Data listing:
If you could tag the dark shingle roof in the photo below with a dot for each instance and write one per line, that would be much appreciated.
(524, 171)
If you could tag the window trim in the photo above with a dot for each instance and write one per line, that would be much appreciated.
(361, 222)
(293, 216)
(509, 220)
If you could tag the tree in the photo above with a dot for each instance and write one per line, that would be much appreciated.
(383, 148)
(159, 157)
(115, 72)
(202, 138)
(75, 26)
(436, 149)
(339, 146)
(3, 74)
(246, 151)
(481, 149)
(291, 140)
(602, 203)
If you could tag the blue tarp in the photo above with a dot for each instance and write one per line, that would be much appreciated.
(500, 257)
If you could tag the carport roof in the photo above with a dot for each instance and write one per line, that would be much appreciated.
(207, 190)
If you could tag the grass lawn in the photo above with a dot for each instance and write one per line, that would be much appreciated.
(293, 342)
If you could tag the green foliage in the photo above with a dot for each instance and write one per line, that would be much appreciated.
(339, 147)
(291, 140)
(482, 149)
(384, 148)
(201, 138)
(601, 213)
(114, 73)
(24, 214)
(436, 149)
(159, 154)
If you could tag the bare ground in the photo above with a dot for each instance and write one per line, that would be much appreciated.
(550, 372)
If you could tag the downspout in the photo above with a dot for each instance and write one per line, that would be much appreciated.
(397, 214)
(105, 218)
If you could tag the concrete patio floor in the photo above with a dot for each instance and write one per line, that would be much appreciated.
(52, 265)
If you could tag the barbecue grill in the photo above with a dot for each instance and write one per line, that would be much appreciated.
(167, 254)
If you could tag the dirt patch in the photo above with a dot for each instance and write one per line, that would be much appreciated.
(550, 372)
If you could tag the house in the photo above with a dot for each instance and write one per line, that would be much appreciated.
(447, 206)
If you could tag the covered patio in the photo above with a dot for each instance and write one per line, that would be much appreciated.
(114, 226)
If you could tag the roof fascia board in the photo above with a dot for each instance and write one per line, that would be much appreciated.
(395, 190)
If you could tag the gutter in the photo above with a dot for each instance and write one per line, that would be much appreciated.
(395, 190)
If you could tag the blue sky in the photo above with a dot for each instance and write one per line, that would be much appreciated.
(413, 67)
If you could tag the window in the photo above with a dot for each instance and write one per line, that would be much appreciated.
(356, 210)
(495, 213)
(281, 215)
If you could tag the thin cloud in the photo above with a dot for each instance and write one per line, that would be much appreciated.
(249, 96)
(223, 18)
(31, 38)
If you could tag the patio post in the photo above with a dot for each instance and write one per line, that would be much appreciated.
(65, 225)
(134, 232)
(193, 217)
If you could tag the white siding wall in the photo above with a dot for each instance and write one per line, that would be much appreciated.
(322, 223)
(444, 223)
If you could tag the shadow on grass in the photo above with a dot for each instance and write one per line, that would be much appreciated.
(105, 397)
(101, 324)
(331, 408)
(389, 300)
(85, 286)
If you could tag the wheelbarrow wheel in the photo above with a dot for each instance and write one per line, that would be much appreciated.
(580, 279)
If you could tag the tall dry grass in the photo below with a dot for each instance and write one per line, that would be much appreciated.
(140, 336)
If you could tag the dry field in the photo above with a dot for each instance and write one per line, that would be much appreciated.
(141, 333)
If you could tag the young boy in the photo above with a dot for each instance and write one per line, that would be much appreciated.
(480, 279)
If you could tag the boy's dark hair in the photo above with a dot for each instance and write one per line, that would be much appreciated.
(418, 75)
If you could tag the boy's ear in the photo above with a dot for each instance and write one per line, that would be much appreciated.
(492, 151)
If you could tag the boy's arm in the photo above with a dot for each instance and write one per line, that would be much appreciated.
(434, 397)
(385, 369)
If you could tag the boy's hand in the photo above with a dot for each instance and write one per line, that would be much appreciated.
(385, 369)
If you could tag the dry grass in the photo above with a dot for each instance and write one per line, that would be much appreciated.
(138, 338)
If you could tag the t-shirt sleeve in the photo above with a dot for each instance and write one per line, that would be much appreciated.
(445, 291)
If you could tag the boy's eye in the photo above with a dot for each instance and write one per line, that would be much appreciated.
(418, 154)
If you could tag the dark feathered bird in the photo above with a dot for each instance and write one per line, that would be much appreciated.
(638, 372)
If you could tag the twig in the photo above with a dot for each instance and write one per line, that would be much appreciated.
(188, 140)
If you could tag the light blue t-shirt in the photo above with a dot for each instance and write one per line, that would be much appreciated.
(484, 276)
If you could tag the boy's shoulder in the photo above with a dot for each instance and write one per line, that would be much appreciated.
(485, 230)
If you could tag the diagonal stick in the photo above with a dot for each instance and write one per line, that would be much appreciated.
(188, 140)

Problem requirements: From the records above, extract every entry exactly as given.

Answer to the problem:
If you could tag the dark shingle roof in the photo below with a dot for each instance and write one per line, that would be much appreciated.
(524, 171)
If you could tag the window trim in the photo above with a dot for each instance and write one per line, that would be much appreciated.
(361, 222)
(293, 216)
(509, 220)
If you could tag the tree in the photo above with a dot for each instance and write one per line, that would be much appreciated.
(383, 148)
(159, 157)
(115, 72)
(202, 138)
(75, 26)
(436, 149)
(339, 146)
(3, 74)
(246, 151)
(481, 149)
(291, 140)
(602, 203)
If you could tag the blue tarp in the photo above with a dot for each instance and write one per line, that would be much appreciated.
(500, 257)
If you could tag the carport roof in the photo above with a dot for each instance and write one per line, that would be much appreciated.
(207, 190)
If you could tag the grass lawn in the photo above with a dot for each instance and write one per line, that would be much appreciated.
(293, 342)
If you could tag the green foliage in the photo above with a dot for each instance and write one per line, that would be much appreciated.
(339, 147)
(291, 140)
(482, 149)
(384, 148)
(201, 138)
(601, 213)
(114, 73)
(24, 214)
(436, 149)
(159, 154)
If you could tag the bare ground in the photo above with a dot for each instance and write one per line, that would be much appreciated.
(550, 372)
If you could tag the downspout in the photo above with a dot for each instance and write one per line, that would be much appreciated.
(397, 214)
(105, 218)
If you could tag the concrete patio floor in the photo above with a dot for each instance and write one per line, that would be much appreciated.
(52, 265)
If you could tag the barbecue grill in the photo above with a dot for each instance and write one per line, that would be much appreciated.
(167, 254)
If you could tag the dirt patch in the photo above with a dot for each instance and write one per line, that would be much appreciated.
(550, 372)
If you could tag the house in the photo above with a dot for each instance and write one per line, that would be much appreciated.
(447, 206)
If you could tag the covered patio in the photo above with a dot for each instance and write one per line, that would be much appreciated.
(114, 226)
If you could tag the roof fascia board in the photo above with a dot for each instance and write one per line, that would be much appreciated.
(395, 190)
If you could tag the gutter in the photo above with a dot for each instance and write one per line, that would be much appreciated.
(395, 190)
If you could tag the blue sky in the photo above with a dot for each instance and write one per line, that would be much appreciated.
(413, 67)
If you could tag the window in the photo above with a dot for each instance and write one per line, that would be much appreciated.
(356, 210)
(495, 213)
(281, 215)
If you could tag the thin cloud in the photo above with a dot for each instance and write one per line, that would be much appreciated.
(249, 96)
(223, 18)
(31, 38)
If you could tag the patio post in the photo above with a dot for each instance and write one per line, that would be much appreciated.
(65, 225)
(134, 232)
(193, 217)
If you could tag the white siding wall in the photo above with a dot for each instance and write one per line, that would be much appreciated.
(322, 223)
(444, 223)
If you could tag the shadow on grass in the photo above with a dot for each instance and write one per line, that would be much appreciated.
(105, 397)
(101, 324)
(331, 408)
(389, 300)
(85, 286)
If you could tag the wheelbarrow wheel in the photo above with a dot for each instance and write one per line, that would be much appreciated.
(580, 279)
If you could tag the tall dry grass in the photo below with a dot for each instance and write one per line, that would be much appreciated.
(140, 336)
If you could tag the dry field in the photo above with a dot for each instance and write one per line, that would be much appreciated.
(141, 333)
If you could tag the young boy in the photo above with a dot for each instance and write one per line, that would be much appreciated.
(480, 279)
If you could tag the boy's dark hair in the photo above with a dot for each instance and write one per line, that would be much appreciated.
(418, 75)
If you could tag the boy's ear in the photo above with a dot for each instance and write one per line, that would be much appreciated.
(492, 151)
If you could tag the boy's arm in the photo above with a dot for each instance and write one per line, that would be much appreciated.
(434, 397)
(385, 369)
If you could tag the boy's hand in the photo above with a dot for each instance and write one per line, that would be much appreciated.
(385, 369)
If you could tag the dry grass in the photo above with a dot for each instance and write one per line, that would be much appreciated.
(138, 338)
If you could tag the t-shirt sleeve in the photo above with a dot for each instance and write one per line, that would be much appreciated.
(445, 291)
If you could tag the boy's eye in the photo above with a dot for each instance and write one per line, that would be much appreciated.
(418, 154)
If you could tag the dark feathered bird in the photo above with a dot for each instance and write one per line, that would be much appreciated.
(638, 372)
If you could tag the twig in the photo above with a dot for each instance and write one per line, that would be much appreciated.
(188, 140)
If you could tag the light blue t-shirt in the photo above with a dot for each instance and write one per line, that would be much appreciated.
(484, 276)
If you could tag the boy's shoulder in the photo above with a dot for each instance and write one per line, that would be much appreciated.
(485, 230)
If you could tag the diagonal stick in the photo above with a dot for each instance and write one per line, that would be much appreciated.
(188, 140)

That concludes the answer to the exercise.